» **Your assignment**
Among the lines of data below, reproduce only those from the one with "the red bracelet" through the one with "the statue's ear", exactly as they stand, both ends included.

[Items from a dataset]
● ● ● ●

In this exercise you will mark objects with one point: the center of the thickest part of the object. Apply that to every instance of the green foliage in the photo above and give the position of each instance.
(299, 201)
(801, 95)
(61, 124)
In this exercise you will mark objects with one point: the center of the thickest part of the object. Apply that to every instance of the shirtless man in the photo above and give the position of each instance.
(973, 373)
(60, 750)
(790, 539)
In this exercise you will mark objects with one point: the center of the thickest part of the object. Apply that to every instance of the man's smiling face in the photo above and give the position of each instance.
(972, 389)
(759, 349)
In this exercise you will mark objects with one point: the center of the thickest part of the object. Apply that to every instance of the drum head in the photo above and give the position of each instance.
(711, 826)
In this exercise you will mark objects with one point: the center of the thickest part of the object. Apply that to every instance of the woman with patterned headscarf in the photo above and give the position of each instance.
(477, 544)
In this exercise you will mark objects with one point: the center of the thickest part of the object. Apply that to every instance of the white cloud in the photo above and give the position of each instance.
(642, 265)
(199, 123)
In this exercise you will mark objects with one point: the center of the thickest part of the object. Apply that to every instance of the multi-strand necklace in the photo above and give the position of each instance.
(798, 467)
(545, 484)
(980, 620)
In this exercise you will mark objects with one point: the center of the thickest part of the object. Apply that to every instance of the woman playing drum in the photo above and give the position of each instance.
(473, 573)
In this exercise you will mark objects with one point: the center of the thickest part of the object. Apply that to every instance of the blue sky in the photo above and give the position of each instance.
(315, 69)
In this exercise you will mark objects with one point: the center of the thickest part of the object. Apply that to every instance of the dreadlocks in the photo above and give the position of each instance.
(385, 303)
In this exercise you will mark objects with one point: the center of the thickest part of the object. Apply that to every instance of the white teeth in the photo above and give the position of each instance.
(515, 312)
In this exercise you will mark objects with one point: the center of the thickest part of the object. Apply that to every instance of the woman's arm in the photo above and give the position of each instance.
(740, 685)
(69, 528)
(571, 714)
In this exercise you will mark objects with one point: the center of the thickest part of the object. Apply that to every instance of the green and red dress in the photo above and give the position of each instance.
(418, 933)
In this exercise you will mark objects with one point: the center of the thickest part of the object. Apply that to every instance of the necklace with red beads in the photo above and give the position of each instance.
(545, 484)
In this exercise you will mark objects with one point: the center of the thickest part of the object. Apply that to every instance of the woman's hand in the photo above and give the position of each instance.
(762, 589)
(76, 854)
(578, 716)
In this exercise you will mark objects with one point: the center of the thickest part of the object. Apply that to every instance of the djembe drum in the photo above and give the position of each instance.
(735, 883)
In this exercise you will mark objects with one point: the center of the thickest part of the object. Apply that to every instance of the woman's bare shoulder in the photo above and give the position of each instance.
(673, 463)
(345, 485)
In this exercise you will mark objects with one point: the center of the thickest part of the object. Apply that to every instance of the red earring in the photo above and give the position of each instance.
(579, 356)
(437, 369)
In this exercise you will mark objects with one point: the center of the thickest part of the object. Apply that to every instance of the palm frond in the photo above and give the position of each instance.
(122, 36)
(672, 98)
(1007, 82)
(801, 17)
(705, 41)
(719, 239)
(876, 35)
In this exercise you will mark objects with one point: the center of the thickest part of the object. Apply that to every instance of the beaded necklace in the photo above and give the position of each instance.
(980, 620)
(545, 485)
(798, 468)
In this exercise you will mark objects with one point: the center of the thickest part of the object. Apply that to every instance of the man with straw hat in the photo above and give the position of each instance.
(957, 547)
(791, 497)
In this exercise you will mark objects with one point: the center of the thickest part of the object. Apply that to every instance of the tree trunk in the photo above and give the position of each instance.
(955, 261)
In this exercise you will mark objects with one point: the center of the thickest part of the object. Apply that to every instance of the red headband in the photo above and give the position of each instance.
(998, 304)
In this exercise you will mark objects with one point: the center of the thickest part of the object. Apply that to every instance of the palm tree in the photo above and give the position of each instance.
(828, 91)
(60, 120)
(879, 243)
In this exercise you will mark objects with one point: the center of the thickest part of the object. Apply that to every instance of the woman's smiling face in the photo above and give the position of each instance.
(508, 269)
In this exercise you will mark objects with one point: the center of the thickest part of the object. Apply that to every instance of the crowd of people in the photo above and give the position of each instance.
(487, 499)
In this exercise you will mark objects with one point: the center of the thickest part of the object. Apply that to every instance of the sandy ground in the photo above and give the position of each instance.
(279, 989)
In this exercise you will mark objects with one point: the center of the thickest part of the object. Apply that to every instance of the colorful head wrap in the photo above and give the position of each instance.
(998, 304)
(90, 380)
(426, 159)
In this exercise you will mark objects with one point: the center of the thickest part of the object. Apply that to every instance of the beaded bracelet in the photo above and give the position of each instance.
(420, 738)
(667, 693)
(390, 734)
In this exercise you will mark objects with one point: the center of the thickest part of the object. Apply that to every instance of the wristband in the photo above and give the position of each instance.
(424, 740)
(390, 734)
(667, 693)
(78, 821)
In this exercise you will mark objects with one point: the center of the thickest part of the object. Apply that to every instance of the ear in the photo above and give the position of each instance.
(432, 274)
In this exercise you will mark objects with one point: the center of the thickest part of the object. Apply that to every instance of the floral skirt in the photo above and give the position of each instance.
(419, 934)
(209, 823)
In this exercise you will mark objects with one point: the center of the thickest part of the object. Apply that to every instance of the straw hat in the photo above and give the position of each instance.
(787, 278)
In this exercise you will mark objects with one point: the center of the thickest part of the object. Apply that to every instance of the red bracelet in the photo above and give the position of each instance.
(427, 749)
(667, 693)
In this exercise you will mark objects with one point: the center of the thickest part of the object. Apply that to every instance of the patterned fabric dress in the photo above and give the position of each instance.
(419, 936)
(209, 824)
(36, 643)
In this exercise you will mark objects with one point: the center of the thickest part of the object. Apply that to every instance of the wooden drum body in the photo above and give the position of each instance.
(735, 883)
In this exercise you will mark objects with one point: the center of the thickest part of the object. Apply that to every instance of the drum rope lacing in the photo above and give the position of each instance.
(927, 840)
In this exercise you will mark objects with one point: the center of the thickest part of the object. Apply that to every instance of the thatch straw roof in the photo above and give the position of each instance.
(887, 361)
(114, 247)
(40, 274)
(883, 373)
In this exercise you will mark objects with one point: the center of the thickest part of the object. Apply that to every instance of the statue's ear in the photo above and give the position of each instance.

● ● ● ●

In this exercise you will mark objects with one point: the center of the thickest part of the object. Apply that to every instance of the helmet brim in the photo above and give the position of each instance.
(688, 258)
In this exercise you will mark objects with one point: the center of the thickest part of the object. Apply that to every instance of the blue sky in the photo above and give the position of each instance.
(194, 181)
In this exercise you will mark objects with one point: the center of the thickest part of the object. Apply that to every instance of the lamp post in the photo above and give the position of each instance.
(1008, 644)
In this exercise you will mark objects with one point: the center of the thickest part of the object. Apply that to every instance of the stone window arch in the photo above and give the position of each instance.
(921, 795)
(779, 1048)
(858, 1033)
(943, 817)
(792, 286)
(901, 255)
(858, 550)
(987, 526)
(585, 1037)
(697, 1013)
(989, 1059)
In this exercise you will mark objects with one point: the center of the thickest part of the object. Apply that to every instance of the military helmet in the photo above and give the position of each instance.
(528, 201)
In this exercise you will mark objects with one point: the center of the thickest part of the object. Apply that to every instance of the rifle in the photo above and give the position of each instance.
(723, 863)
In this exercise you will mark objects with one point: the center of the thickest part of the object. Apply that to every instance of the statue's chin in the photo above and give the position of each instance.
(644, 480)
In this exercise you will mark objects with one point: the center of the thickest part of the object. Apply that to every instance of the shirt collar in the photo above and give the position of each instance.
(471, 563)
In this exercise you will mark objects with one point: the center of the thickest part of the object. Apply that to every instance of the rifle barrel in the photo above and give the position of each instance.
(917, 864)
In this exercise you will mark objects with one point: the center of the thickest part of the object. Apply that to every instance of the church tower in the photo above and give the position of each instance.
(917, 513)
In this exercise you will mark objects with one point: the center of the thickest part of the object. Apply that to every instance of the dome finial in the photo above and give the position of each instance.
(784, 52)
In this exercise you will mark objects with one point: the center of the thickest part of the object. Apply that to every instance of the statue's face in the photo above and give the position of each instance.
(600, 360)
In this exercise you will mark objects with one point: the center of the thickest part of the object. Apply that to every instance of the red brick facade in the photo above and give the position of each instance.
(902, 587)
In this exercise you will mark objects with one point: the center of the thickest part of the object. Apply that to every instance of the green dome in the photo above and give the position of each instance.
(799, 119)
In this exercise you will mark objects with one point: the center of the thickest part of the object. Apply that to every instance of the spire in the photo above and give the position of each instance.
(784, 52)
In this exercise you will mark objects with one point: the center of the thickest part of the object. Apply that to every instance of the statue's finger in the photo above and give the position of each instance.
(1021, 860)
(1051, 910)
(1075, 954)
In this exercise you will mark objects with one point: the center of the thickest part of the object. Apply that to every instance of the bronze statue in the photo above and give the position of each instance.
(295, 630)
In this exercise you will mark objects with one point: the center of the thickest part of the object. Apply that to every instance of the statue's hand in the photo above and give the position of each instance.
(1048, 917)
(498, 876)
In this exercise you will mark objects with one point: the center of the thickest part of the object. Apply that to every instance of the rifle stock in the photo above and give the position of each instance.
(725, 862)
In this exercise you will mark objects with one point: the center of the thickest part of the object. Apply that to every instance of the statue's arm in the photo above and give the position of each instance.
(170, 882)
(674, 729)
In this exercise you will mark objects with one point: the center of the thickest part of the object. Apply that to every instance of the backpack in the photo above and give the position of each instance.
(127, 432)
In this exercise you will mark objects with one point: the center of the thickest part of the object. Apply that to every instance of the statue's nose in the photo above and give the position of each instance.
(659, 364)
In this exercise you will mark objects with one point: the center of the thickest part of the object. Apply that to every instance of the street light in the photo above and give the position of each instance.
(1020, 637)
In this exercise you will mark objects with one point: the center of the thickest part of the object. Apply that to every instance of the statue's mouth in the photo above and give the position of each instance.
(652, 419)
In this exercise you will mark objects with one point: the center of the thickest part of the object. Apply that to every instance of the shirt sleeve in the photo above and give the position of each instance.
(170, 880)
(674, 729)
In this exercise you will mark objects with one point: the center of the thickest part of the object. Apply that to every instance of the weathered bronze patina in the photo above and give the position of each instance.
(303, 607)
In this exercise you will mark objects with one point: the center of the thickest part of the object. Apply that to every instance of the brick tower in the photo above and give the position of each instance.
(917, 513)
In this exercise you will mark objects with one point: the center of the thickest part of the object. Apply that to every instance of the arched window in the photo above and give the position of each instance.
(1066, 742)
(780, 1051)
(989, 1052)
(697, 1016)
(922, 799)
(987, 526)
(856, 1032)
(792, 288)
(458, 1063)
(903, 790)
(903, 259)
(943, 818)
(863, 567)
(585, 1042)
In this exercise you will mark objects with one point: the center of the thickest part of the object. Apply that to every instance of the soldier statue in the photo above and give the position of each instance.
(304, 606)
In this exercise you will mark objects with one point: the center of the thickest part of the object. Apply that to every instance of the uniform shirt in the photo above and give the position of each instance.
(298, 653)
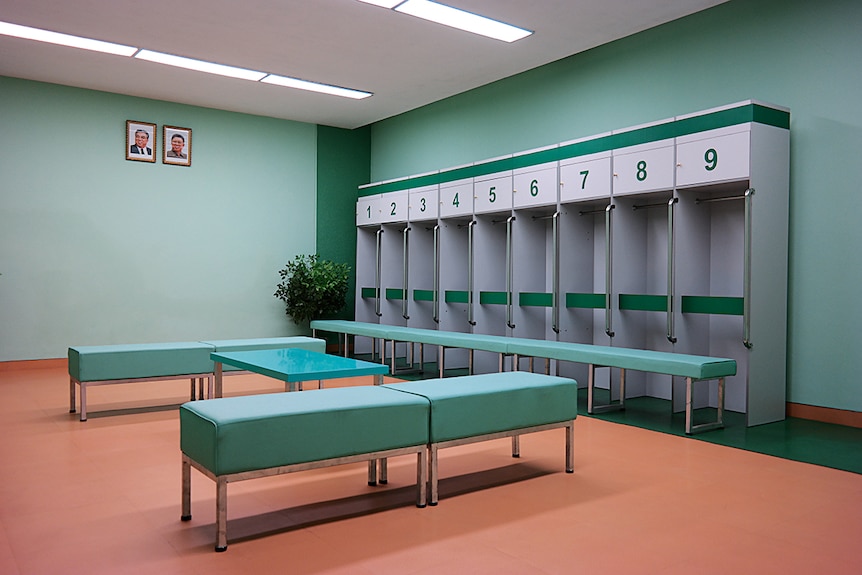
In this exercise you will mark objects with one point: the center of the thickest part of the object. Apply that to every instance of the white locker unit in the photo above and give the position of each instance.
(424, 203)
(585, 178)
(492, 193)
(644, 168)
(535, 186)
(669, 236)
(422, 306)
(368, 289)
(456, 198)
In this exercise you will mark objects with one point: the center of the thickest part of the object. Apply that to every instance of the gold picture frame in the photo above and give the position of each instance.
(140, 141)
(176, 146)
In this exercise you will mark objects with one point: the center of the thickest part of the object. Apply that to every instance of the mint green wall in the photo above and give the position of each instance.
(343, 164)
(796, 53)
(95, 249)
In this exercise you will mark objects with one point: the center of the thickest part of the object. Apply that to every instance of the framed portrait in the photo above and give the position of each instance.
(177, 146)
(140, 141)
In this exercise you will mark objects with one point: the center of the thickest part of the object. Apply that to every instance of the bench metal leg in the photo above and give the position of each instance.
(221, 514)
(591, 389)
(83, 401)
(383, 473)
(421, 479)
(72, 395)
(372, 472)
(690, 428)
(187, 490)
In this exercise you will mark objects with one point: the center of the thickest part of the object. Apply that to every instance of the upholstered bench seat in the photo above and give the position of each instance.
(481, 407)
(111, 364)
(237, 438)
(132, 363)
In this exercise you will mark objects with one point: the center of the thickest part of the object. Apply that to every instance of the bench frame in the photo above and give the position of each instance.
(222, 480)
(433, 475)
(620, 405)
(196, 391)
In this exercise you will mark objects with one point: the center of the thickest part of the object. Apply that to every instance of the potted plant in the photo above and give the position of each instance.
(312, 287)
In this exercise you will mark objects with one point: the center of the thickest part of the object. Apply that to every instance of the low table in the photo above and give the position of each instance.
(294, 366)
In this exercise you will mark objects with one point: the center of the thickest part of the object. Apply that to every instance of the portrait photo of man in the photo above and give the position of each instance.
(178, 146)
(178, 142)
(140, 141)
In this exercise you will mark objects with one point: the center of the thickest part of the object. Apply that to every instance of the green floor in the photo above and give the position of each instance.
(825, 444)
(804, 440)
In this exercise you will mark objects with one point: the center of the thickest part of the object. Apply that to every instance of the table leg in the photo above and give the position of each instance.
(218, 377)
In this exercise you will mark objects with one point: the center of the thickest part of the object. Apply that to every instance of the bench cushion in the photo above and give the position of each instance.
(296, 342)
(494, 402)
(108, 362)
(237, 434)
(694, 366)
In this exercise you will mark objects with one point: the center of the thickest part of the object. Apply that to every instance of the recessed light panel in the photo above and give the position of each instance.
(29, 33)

● ● ● ●

» **Finished task**
In this exercise you will mark objects with one point: the center of the thickest part of the object. Apply that to every instance of the red bracelet in the photo above and give the position of each instance.
(427, 749)
(667, 693)
In this exercise you will mark objects with one point: the center of the thickest part of the object. Apply that to every instance of the patterned fabric dress in the photo above and give the position of each instance.
(419, 936)
(209, 824)
(36, 643)
In this exercise you will mark objects with one point: the center of the thickest part of the object. Apply that to every instance of the wooden drum body in the photo above and give the position of each instance.
(735, 883)
In this exercise you will mark objects with one point: the center of the thickest part of the object. Apply that to every instance of the drum rope lacing in the photo above and give the position of each instance.
(927, 840)
In this exercise you will mark objects with one point: the center of the thickest part of the object. Apply that to every instance of the thatch straw roof in the photo above and give the position of each instance.
(887, 361)
(114, 247)
(40, 274)
(883, 373)
In this exercise you will mark objects with one point: the center of the thickest part of the object. Apply that to every instance of the statue's ear in the photo above and give the position of each instance.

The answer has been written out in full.